### AIM
Reproduce verbatim the stretch of lines below from the one containing "the black strap" through the one containing "pixel 405 309", with both of those lines included.

┌──

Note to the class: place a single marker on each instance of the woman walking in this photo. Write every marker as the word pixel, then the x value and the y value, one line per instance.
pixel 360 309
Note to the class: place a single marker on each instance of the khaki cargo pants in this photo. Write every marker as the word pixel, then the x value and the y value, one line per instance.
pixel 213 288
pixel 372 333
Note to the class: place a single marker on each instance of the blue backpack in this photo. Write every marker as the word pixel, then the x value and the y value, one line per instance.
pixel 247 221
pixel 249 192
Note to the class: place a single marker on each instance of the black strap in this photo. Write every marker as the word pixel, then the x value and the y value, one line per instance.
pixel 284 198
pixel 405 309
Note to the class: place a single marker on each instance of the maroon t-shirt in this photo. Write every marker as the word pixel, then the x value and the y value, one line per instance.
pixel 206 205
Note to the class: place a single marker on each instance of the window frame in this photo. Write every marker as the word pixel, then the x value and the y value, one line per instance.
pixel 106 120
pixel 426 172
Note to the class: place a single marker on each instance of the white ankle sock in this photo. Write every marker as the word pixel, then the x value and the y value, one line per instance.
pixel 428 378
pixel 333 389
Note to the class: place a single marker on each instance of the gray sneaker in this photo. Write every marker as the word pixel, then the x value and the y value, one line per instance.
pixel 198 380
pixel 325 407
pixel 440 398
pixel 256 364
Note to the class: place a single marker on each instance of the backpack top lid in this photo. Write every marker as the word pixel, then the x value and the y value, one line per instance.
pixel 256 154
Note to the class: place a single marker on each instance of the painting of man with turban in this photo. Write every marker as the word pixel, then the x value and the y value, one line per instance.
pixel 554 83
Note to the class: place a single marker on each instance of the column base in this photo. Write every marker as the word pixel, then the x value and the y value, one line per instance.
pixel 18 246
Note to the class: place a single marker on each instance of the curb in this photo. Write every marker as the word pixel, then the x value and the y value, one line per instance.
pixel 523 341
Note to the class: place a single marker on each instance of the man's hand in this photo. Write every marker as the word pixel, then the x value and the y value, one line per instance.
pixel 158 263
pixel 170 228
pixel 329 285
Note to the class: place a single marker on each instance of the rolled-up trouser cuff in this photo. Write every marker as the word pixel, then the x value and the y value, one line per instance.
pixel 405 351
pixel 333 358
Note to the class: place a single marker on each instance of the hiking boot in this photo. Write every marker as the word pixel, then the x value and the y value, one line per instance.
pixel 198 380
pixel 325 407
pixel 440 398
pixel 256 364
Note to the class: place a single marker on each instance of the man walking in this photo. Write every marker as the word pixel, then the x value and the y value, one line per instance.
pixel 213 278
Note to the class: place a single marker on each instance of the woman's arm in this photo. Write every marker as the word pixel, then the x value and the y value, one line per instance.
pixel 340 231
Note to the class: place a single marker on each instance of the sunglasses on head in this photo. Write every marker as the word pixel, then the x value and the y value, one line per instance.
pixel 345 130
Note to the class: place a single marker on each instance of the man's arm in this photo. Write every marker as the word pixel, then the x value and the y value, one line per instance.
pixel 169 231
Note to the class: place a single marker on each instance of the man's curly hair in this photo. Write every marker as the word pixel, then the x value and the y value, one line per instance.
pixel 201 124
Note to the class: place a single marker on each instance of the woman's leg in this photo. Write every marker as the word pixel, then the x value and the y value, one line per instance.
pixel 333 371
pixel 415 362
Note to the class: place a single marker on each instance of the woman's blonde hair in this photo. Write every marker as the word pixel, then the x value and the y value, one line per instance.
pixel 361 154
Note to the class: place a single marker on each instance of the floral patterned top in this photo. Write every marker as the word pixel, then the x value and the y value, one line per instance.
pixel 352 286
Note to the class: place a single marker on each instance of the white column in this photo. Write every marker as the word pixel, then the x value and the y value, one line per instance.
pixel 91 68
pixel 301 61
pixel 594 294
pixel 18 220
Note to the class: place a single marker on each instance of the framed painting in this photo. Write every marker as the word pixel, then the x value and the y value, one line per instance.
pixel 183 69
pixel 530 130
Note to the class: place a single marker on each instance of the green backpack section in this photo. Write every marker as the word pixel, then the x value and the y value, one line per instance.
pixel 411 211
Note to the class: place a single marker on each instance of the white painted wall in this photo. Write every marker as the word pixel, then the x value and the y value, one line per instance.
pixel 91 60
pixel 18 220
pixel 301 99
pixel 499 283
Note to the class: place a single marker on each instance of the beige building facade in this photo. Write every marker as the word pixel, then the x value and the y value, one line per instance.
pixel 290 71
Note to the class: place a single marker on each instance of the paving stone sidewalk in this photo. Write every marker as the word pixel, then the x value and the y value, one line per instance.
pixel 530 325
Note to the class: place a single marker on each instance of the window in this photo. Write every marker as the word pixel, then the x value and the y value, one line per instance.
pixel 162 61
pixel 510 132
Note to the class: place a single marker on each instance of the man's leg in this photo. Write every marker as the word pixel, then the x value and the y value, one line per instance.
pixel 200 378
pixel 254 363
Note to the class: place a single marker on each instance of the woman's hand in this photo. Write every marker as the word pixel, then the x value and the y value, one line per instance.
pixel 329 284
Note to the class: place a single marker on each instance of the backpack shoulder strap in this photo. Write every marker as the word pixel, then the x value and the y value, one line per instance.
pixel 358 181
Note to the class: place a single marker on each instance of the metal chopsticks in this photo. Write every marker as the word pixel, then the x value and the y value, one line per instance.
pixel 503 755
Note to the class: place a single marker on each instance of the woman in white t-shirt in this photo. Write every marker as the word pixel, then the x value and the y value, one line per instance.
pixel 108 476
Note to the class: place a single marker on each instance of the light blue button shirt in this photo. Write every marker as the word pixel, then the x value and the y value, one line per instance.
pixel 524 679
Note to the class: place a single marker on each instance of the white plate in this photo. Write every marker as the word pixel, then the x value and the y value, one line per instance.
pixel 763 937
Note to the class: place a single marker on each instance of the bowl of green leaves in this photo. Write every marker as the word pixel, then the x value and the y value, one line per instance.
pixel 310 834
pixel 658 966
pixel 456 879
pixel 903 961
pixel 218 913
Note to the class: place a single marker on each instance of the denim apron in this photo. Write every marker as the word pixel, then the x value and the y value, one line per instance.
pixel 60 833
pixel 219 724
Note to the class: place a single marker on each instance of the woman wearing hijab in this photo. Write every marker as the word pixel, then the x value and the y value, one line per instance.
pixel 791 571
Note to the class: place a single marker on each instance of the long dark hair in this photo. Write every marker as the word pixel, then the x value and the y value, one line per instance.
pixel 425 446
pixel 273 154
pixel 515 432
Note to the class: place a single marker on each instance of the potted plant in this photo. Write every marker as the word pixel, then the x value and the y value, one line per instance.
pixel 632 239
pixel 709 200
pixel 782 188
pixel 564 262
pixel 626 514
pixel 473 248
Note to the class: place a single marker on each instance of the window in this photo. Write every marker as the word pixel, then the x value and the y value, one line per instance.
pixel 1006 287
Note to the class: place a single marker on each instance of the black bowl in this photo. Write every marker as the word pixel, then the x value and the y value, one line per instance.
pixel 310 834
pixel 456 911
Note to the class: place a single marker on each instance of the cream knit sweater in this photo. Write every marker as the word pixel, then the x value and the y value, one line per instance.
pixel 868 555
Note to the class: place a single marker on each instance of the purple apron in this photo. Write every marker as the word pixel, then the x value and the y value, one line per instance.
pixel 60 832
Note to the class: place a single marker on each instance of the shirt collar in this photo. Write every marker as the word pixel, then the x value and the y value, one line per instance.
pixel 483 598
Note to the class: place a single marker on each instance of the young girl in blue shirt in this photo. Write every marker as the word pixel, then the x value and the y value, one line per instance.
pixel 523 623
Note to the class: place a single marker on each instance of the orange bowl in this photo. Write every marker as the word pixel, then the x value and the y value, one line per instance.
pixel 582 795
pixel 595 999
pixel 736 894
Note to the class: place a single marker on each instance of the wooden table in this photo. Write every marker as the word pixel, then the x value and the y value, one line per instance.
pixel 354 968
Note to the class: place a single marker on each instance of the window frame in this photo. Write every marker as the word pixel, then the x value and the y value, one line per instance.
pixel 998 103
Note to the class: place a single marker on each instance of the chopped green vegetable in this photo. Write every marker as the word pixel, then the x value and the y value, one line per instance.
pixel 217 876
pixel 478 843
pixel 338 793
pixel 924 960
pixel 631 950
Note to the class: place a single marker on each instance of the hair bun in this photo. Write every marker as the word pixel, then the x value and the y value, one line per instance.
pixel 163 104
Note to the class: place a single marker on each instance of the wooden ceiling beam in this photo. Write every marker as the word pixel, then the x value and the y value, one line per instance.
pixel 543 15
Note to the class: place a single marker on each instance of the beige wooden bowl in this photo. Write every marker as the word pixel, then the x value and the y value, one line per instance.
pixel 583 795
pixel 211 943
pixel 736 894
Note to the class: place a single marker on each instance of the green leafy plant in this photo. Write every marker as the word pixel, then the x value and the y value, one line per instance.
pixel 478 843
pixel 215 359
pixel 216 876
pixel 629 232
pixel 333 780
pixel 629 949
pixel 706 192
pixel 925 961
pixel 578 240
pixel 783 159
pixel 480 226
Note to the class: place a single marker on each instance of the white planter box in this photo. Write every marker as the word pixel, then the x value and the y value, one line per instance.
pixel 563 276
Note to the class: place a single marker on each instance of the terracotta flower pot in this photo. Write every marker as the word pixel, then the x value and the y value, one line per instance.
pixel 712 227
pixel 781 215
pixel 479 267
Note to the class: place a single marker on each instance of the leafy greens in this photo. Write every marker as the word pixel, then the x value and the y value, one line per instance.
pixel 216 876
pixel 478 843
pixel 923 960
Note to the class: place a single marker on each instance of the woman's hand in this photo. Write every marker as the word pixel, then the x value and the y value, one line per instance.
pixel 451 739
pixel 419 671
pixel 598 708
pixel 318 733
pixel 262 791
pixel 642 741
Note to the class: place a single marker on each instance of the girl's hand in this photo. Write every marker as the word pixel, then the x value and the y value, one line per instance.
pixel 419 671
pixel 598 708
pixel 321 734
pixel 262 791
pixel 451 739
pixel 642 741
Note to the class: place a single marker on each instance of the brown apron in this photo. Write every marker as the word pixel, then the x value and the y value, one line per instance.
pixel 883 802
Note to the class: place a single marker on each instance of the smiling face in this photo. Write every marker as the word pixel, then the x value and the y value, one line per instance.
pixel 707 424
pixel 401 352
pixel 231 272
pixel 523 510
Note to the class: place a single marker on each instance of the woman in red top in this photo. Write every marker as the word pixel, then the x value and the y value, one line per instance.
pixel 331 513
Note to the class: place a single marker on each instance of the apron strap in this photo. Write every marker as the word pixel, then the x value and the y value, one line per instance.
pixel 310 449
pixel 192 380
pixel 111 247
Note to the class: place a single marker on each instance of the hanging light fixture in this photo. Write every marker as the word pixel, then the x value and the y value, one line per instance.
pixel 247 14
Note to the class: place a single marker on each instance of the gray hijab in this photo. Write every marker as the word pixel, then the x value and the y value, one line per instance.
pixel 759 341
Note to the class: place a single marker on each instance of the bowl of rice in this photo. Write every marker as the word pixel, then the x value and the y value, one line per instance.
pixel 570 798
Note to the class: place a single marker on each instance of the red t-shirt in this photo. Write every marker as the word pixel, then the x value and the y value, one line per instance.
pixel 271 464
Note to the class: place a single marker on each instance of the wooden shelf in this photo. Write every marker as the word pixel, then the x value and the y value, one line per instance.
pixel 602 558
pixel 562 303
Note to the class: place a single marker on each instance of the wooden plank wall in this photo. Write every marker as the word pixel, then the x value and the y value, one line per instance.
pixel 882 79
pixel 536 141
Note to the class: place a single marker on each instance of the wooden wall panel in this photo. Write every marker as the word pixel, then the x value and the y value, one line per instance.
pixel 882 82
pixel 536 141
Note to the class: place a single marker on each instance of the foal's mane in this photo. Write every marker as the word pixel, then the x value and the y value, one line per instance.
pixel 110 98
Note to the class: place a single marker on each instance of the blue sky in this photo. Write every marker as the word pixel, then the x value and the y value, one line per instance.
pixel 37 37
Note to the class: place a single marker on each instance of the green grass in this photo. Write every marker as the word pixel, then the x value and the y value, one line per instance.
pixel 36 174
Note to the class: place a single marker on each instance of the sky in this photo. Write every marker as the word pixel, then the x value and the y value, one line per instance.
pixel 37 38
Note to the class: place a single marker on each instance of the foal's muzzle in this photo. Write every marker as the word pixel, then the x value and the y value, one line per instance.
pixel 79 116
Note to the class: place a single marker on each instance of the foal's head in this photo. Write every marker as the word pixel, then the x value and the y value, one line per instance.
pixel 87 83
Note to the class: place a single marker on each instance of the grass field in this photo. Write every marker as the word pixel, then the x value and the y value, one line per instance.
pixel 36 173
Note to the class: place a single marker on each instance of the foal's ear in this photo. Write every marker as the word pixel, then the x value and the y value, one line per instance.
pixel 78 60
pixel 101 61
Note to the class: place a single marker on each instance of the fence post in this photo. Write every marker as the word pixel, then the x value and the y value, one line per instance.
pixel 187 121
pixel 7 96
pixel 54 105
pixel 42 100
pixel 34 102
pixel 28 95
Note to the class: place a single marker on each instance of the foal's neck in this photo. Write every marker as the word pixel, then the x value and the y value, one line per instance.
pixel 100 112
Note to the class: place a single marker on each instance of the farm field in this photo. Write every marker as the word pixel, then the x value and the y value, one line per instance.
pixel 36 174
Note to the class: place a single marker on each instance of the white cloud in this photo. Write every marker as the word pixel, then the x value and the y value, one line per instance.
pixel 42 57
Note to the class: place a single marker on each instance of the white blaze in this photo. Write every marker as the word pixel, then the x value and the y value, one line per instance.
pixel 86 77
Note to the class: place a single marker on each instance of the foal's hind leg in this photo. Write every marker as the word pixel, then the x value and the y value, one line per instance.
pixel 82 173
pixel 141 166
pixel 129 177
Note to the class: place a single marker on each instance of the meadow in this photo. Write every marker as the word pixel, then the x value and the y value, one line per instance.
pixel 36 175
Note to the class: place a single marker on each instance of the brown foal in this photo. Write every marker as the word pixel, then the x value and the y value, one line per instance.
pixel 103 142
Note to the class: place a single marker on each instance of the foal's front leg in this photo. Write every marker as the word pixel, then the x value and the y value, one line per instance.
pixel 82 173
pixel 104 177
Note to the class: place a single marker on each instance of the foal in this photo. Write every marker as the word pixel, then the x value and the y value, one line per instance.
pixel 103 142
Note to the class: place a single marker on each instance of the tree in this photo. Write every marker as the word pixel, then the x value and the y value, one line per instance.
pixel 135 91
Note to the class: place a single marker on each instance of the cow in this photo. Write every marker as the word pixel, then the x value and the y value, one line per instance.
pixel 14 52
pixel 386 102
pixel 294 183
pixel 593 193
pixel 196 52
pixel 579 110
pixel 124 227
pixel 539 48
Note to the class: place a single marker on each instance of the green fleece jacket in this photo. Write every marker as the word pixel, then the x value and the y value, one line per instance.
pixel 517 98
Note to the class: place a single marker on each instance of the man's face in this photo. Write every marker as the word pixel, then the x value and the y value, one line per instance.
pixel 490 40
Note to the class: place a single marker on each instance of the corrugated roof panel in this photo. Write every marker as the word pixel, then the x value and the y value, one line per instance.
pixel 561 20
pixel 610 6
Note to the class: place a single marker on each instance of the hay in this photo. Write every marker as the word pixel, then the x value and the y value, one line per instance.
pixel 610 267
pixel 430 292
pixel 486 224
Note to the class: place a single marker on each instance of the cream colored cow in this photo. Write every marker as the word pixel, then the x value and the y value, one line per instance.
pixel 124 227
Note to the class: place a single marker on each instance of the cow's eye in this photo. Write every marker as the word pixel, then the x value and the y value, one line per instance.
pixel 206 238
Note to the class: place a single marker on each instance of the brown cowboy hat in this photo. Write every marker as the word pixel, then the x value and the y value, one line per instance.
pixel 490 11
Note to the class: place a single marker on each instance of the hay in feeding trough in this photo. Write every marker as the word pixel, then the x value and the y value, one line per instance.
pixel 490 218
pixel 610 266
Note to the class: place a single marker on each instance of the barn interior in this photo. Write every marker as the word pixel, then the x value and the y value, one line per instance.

└──

### THE ANSWER
Note to the class: place a single marker on each instance of the black strap in this photo. Write every marker as the word pixel, then the x value and the y value, one line per instance.
pixel 284 198
pixel 405 309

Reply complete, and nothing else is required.